## BEGIN Text to read

Blockwise LU

jessegrabowski · jessegrabowski · commit 997ad751cddc · 2025-02-18T13:32:24.000+08:00
diff --git a/pytensor/tensor/slinalg.py b/pytensor/tensor/slinalg.py
@@ -2,7 +2,7 @@
 import warnings
 from collections.abc import Sequence
 from functools import reduce
-from typing import Literal, cast, Sequence
+from typing import Literal, cast
 
 import numpy as np
 import scipy.linalg as scipy_linalg
@@ -426,8 +426,8 @@ def make_node(self, x):
         real_dtype = "f" if np.dtype(x.type.dtype).char in "fF" else "d"
         p_dtype = "int32" if self.p_indices else np.dtype(real_dtype)
 
-        L = tensor(shape=x.type.shape, dtype=real_dtype)
-        U = tensor(shape=x.type.shape, dtype=real_dtype)
+        L = tensor(shape=x.type.shape, dtype=x.type.dtype)
+        U = tensor(shape=x.type.shape, dtype=x.type.dtype)

## END Text to read
## BEGIN Supplied material

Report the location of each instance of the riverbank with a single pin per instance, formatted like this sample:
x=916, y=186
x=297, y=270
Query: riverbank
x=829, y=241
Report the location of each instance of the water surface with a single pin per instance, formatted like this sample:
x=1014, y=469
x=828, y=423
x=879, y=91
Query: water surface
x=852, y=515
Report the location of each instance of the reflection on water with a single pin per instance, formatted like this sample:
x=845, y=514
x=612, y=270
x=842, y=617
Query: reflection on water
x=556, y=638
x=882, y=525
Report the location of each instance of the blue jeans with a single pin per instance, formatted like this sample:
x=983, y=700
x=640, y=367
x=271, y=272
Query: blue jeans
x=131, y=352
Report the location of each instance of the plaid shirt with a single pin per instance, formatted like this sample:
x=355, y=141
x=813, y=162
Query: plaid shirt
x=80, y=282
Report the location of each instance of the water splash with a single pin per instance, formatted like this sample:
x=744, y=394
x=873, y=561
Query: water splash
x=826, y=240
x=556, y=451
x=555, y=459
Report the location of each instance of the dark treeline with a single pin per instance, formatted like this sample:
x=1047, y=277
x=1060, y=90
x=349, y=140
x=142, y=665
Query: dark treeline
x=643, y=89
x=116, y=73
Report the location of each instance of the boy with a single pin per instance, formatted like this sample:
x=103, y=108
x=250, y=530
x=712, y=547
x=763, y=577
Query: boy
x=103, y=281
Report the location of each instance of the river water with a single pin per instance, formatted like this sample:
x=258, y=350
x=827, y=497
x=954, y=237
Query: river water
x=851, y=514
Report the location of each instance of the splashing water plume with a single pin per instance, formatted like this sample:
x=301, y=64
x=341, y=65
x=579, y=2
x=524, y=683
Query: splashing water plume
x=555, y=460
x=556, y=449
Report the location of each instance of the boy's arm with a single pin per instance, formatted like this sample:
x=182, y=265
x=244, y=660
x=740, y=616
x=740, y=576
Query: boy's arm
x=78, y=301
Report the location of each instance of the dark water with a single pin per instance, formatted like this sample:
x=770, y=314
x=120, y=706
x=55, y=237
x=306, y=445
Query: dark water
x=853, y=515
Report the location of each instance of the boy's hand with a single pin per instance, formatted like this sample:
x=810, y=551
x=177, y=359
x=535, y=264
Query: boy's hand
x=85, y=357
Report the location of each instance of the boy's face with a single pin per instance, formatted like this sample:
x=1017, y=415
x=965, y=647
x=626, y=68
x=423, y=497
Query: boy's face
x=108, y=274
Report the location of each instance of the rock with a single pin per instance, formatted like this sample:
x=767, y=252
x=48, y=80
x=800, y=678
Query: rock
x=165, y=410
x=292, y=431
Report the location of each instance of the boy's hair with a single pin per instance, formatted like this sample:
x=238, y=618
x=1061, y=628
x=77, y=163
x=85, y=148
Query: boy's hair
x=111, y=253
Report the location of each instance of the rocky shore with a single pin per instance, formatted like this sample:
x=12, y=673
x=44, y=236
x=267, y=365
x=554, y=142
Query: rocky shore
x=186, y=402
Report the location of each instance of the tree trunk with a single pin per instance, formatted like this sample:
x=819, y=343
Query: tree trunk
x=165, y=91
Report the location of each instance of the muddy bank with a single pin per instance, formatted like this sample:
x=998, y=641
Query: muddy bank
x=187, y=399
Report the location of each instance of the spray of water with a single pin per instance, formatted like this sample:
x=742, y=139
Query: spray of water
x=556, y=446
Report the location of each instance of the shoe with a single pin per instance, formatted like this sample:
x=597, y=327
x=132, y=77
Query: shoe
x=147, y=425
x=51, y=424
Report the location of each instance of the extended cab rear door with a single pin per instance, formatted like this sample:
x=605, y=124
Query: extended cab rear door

## END Supplied material

▶ _Job 1_
Reproduce the Blockwise LU diff between "import numpy as" and "U = tensor(shape=x.type.shape, dtype=real_dtype)", inclusive.
▶ _Job 2_
Answer these questions about the Blockwise LU diff:
(a) Which file does it modify?
(b) Which name is dropped from the import from typing?
(c) In the added lines, what dtype are L and U given?
The records have no connection to the Blockwise LU diff.

▶ _Full answer 1_
import numpy as np
 import scipy.linalg as scipy_linalg
@@ -426,8 +426,8 @@ def make_node(self, x):
         real_dtype = "f" if np.dtype(x.type.dtype).char in "fF" else "d"
         p_dtype = "int32" if self.p_indices else np.dtype(real_dtype)
 
-        L = tensor(shape=x.type.shape, dtype=real_dtype)
-        U = tensor(shape=x.type.shape, dtype=real_dtype)

▶ _Full answer 2_
(a) pytensor/tensor/slinalg.py
(b) Sequence
(c) x.type.dtype